* [ЗАДАНИЕ A]: Перепишите без изменений строки списка, начиная со строки, содержащей «label: man seated on cart», и до конца списка включительно.

* [ФРАГМЕНТ ТЕКСТА]:
──────────────────────────────
А во втором письме прямо напишет: «Освободите меня. Заклинаю: вышлите ответ, ваше мнение будет иметь значение. Если Пушкину трудно было быть камер-юнкером, то еще труднее мне быть новобранцем в 30 лет, в низменной и грязной среде 6-й роты…»
Это он пишет в 1916 году, когда как раз задумал организовать «Товарищество 317-ти членов», куда приглашал Кульбина. Потом товарищество переименует, и все в нем станут «Председателями Земного Шара». Хлебников сформулирует задачу председателей: «Будем избегать средневековых споров о числе волос на бороде бога». То есть о пустом, бренном говорить не будем. Но в том же, 1916-м он встретит того, кто, спасая, погубит его. И выведет на крышке гроба поэта: «Председатель Земного Шара».
Что это за человек? Я назову его имя, но – у последнего дома поэта.
──────────────────────────────
* [СПИСОК]:
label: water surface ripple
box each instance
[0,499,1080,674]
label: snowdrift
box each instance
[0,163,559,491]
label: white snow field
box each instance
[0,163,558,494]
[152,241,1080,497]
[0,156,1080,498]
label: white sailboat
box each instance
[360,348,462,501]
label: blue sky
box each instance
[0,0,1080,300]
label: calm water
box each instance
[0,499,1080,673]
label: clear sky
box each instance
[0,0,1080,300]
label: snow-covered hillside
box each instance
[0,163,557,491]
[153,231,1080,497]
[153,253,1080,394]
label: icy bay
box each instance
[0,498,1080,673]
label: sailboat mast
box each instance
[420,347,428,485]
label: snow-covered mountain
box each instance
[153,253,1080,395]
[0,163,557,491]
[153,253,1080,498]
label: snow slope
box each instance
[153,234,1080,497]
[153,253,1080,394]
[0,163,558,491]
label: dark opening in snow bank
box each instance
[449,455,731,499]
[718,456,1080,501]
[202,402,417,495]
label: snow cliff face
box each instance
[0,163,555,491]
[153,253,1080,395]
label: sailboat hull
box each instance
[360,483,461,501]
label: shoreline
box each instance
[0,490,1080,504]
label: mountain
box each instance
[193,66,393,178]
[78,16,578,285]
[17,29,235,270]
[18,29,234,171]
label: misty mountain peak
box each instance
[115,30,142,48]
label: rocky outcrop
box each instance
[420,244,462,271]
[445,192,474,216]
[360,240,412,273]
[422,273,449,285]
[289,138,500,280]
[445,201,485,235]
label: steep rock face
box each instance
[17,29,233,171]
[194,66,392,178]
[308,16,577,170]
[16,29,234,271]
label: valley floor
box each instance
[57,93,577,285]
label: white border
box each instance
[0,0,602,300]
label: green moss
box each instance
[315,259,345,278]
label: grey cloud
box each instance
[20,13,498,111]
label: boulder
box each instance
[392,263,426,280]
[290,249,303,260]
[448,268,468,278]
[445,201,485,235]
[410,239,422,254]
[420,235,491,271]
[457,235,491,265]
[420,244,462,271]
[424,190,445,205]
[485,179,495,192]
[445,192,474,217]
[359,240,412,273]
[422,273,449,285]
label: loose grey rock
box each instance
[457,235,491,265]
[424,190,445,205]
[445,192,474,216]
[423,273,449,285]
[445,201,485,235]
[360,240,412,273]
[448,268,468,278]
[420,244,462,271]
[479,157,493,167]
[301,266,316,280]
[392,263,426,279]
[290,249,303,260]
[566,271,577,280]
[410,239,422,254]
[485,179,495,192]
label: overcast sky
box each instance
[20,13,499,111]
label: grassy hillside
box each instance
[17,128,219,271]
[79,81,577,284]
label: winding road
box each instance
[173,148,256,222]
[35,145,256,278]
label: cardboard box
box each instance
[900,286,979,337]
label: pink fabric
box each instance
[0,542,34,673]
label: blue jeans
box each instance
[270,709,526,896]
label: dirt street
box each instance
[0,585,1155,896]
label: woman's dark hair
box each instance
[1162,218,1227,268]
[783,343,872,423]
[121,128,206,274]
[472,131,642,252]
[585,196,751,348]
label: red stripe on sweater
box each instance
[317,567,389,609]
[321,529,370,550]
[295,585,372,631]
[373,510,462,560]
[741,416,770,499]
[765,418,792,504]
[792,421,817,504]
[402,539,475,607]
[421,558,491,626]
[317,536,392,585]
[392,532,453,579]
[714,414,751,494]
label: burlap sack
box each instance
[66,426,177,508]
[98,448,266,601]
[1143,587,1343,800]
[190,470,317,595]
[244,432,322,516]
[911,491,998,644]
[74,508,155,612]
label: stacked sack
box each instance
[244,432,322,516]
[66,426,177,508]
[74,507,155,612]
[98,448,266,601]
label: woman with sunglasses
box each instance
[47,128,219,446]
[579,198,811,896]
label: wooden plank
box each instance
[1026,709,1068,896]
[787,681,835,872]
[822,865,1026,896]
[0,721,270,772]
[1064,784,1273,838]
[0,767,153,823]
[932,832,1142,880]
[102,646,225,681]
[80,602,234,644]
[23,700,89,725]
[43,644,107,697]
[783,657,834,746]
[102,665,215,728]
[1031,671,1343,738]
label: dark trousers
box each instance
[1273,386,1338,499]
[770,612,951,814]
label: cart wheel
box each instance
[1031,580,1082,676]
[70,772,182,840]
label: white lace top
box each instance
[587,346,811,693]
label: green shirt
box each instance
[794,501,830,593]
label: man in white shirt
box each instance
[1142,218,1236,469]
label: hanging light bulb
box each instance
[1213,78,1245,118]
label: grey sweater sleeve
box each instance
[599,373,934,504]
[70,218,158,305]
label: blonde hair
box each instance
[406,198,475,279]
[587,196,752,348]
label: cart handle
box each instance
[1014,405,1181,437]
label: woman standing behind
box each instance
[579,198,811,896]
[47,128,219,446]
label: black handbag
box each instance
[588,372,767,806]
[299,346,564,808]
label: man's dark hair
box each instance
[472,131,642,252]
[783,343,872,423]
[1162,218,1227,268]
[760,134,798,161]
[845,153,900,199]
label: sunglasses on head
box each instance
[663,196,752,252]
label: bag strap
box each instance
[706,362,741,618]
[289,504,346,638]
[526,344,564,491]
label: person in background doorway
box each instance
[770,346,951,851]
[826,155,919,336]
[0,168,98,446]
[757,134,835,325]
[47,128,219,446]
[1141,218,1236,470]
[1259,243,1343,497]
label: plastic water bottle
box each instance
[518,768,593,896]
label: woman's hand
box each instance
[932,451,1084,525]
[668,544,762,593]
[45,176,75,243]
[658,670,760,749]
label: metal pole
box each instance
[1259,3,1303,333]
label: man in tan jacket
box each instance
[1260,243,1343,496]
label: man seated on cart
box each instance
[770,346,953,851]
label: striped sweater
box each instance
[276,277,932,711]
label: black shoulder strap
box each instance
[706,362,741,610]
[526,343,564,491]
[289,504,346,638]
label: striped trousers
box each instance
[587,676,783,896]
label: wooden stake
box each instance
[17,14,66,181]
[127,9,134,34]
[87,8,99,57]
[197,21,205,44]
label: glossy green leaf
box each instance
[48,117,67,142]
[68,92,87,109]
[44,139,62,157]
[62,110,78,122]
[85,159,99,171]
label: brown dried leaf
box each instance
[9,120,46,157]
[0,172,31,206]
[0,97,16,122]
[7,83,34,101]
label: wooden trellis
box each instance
──────────────────────────────
* [ЗАДАНИЕ B]: Кого, согласно фрагменту текста, приглашали в «Товарищество 317-ти членов»?

* [ОТВЕТ A]:
label: man seated on cart
box each instance
[770,346,953,851]
label: striped sweater
box each instance
[276,277,932,711]
label: black shoulder strap
box each instance
[706,362,741,610]
[526,343,564,491]
[289,504,346,638]
label: striped trousers
box each instance
[587,676,783,896]
label: wooden stake
box each instance
[17,14,66,181]
[127,9,134,34]
[87,8,99,57]
[197,21,205,44]
label: glossy green leaf
box each instance
[48,117,67,142]
[68,92,87,109]
[44,139,62,157]
[62,110,78,122]
[85,159,99,171]
label: brown dried leaf
box each instance
[9,120,46,157]
[0,172,31,206]
[0,97,16,122]
[7,83,34,101]
label: wooden trellis
box each instance

* [ОТВЕТ B]: Кульбина.